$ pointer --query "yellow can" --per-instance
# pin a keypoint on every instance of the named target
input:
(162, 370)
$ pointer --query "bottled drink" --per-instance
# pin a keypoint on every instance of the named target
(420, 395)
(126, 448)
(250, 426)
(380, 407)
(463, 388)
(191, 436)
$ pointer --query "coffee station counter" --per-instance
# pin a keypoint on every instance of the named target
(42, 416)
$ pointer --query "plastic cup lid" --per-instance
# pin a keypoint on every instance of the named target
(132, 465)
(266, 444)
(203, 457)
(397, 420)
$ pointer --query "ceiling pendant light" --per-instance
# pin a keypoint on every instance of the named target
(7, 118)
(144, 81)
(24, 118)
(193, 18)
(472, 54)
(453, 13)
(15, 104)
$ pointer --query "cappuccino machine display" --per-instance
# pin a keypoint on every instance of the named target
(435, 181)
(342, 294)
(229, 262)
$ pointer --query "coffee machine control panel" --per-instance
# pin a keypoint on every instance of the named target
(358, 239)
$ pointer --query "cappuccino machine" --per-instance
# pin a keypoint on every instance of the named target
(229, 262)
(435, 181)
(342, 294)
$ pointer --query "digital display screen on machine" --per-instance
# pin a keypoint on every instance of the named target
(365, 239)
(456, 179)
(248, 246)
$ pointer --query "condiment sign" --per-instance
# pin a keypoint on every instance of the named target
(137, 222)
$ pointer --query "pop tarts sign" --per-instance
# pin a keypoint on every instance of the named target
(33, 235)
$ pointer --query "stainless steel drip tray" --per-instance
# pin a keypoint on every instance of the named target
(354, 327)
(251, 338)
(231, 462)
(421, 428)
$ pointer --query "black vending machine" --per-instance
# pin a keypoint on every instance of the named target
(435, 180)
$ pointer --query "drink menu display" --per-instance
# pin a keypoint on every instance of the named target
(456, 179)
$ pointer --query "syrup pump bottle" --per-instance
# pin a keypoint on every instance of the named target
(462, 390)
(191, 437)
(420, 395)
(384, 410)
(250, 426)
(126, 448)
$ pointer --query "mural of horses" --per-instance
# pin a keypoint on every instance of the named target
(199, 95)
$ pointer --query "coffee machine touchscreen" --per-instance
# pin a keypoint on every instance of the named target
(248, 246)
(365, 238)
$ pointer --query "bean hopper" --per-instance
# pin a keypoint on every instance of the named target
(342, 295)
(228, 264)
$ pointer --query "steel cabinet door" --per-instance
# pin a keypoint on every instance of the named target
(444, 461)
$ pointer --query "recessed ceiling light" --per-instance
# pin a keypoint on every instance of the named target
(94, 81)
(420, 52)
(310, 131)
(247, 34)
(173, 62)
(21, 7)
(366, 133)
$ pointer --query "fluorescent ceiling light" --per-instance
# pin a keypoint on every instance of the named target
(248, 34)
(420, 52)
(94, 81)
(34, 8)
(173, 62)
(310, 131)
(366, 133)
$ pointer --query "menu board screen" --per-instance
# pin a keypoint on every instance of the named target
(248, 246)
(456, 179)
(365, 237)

* * * * * * *

(Exercise instructions) Display, in full, each line of the entries above that contains the string "steel".

(Exercise response)
$ pointer --query "stainless steel drip tray" --per-instance
$ pointer --query "steel cabinet door" --per-instance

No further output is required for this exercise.